# Document extract
============

An Bulkens, LMFT

Psychoanalytic Psychotherapy and Psychoanalysis for Children, Teens & Adults

(530)321-2970

Chico therapist An Bulkens, LMFT is psychotherapist and counselor in Chico, California.  An Bulkens specializes in psychotherapy and counseling for young children  (toddlers, preschoolers, adolescents) and support for parents, with a special emphasis on  early childhood psychotherapy, and counseling  for preschoolers and Kindergarten aged child.  She also offers parenting skills support. She offers psychoanalytic psychotherapy for adults.  Her approach is grounded in  Lacanian Psychoanalysis. She was also trained as a clinical psychologist in Europe, Belgium.  Her education emphasized developmental psychology and psychoanalytic therapy. 

Rewarding your child with material objects, can lead to worse behavior.

As parents we have been told that positive reinforcement creates more good behavior.  Some money for cleaning your room, a movie ticket for getting good grades, extra x-box time for being nice to your brother. However, a study in the journal Child Development shows that our commitment to positive reinforcement can be counterproductive. This study shows that rewarding a child's sharing resulted in the child actually choosing to share less.

============

# Given information
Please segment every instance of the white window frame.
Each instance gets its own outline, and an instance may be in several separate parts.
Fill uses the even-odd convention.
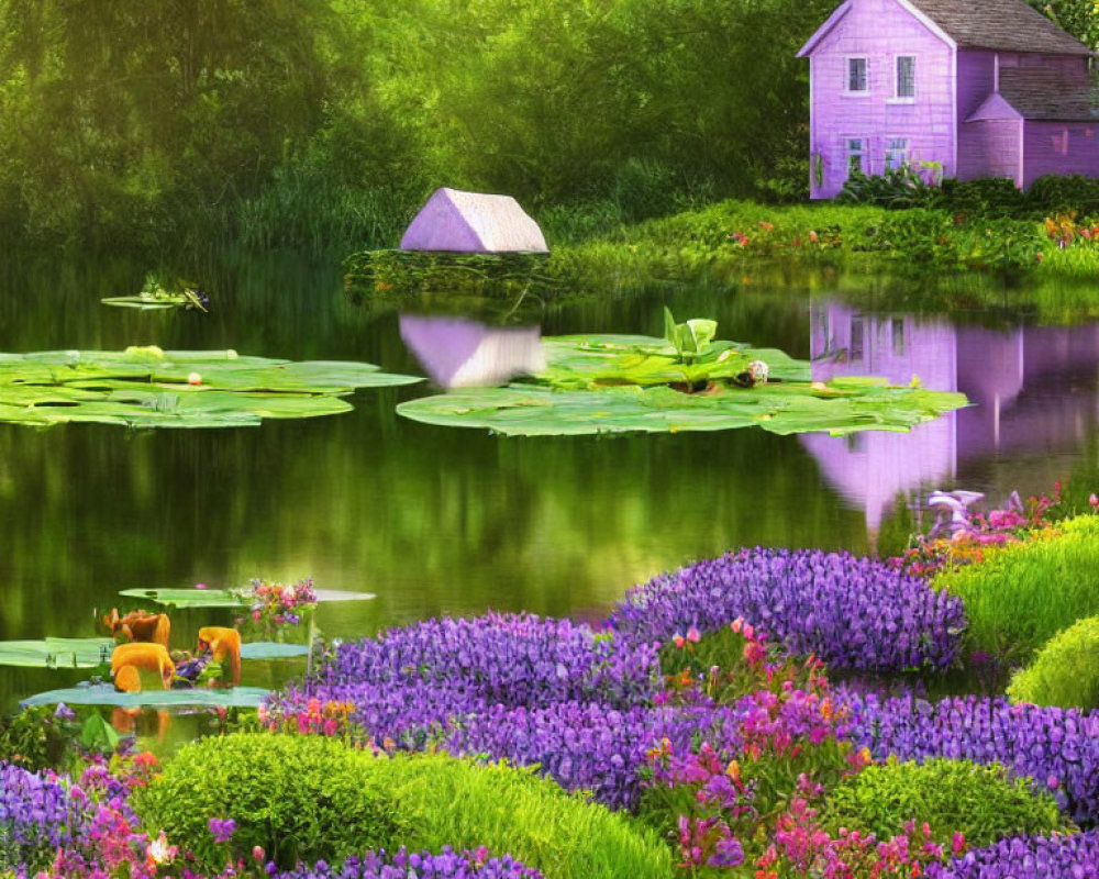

============

# What you are asked to do
Do the following statements agree with the page about An Bulkens? Answer yes or no for each and quote the words from the page that decide it.
(a) The study on rewards appeared in the journal Child Development.
(b) Bulkens trained as a clinical psychologist in the United States.
(c) The study found that rewarding a child's sharing led the child to share more.

# Finished task
(a) Yes: "a study in the journal Child Development"
(b) No: "She was also trained as a clinical psychologist in Europe, Belgium."
(c) No: "rewarding a child's sharing resulted in the child actually choosing to share less."